Output the entries from the line containing "the green scaly" through the end of the entries as a two-column CSV with the headers text and answer. Give one row per entry, putting its text and its answer each in a single quoted field with line breaks replaced by spaces.

***** Dataset

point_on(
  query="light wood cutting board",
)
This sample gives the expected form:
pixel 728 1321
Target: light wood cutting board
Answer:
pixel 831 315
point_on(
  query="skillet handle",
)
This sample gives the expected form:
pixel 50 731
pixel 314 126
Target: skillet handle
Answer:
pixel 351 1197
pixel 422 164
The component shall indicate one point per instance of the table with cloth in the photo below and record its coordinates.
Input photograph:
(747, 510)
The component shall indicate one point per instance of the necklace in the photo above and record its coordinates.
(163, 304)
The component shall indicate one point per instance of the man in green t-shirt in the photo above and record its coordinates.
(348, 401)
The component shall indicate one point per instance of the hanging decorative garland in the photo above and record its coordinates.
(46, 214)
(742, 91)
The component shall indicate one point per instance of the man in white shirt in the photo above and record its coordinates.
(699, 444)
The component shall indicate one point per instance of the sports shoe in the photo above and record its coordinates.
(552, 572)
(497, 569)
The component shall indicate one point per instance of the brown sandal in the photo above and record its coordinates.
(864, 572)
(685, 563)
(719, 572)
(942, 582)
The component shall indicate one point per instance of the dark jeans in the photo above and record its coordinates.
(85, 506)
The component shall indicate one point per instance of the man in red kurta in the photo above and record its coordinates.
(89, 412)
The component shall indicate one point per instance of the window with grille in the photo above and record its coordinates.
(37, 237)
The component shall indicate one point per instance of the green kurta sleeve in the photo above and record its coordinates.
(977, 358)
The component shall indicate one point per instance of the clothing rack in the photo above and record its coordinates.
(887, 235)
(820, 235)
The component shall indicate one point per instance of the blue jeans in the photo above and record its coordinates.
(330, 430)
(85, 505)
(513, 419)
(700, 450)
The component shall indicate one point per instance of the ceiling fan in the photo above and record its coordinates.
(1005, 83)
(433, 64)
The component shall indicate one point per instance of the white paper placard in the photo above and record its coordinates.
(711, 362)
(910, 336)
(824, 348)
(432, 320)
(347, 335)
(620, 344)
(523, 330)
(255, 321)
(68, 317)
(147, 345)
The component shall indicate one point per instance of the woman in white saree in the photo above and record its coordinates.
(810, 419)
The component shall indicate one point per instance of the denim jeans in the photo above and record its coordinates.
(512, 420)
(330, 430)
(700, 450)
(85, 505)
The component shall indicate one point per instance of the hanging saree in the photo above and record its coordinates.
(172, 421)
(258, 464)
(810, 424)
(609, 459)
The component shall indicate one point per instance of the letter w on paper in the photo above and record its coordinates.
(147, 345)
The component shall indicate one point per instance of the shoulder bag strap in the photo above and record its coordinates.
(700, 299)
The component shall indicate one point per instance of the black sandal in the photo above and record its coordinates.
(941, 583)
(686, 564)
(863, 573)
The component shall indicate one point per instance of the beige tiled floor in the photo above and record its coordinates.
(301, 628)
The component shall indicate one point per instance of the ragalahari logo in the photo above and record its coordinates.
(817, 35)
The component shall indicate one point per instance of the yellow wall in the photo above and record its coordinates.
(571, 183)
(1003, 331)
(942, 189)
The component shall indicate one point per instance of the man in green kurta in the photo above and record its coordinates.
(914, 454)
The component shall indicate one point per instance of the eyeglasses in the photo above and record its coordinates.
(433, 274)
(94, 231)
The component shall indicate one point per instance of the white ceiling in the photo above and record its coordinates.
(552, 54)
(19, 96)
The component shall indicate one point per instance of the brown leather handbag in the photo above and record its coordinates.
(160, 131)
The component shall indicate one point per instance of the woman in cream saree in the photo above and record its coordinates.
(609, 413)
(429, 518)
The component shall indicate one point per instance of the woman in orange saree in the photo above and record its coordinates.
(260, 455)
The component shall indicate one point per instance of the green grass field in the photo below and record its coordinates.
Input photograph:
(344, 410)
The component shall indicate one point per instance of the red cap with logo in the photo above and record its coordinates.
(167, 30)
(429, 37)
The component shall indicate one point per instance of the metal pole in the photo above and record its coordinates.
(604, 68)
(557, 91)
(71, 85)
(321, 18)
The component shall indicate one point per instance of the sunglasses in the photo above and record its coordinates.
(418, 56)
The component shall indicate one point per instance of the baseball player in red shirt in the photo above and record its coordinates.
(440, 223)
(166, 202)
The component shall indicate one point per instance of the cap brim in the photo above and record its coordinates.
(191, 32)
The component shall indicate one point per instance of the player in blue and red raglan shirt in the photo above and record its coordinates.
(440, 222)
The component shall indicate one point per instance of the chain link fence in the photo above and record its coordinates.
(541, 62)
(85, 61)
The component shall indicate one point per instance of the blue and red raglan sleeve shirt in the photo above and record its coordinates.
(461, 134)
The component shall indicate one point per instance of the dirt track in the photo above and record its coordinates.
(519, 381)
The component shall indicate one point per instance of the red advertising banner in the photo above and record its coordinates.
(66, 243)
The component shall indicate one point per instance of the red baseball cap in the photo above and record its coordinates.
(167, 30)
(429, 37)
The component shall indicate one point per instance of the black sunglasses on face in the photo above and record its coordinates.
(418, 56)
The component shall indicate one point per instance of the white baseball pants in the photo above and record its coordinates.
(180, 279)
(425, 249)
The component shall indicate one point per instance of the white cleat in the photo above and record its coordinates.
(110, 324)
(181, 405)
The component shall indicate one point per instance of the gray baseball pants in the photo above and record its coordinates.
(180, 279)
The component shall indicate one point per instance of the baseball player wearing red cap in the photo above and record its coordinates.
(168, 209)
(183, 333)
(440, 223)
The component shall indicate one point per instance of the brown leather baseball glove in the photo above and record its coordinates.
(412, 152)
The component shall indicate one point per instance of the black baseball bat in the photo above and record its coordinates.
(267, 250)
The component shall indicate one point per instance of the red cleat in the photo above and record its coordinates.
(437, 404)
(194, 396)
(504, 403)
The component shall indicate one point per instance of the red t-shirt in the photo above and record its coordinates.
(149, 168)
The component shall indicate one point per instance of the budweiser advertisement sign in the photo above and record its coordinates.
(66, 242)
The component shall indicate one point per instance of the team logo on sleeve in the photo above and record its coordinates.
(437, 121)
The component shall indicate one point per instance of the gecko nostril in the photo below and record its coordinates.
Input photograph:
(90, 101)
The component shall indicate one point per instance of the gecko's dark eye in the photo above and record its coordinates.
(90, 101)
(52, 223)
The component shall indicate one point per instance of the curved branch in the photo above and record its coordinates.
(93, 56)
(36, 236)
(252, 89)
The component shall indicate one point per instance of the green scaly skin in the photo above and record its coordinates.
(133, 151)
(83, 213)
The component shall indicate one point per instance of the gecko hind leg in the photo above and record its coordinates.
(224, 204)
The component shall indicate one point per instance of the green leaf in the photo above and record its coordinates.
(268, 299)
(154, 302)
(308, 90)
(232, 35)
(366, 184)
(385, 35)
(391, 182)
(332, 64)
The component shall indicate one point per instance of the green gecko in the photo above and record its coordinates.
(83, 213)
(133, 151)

**********

Exercise answer:
text,answer
"The component shall indicate one point per instance of the green scaly skin in the photo above and record its coordinates.","(133, 151) (83, 213)"
"The component shall indicate one point per instance of the gecko hind leg in the photo above and record its coordinates.","(224, 204)"
"The component shall indicate one point per instance of the green leaf in the photo above and record its coordinates.","(268, 299) (154, 302) (308, 90) (232, 35) (366, 184) (385, 35) (391, 182) (332, 64)"
"The component shall indicate one point per instance of the green gecko in the photo above and record its coordinates.","(83, 213) (133, 151)"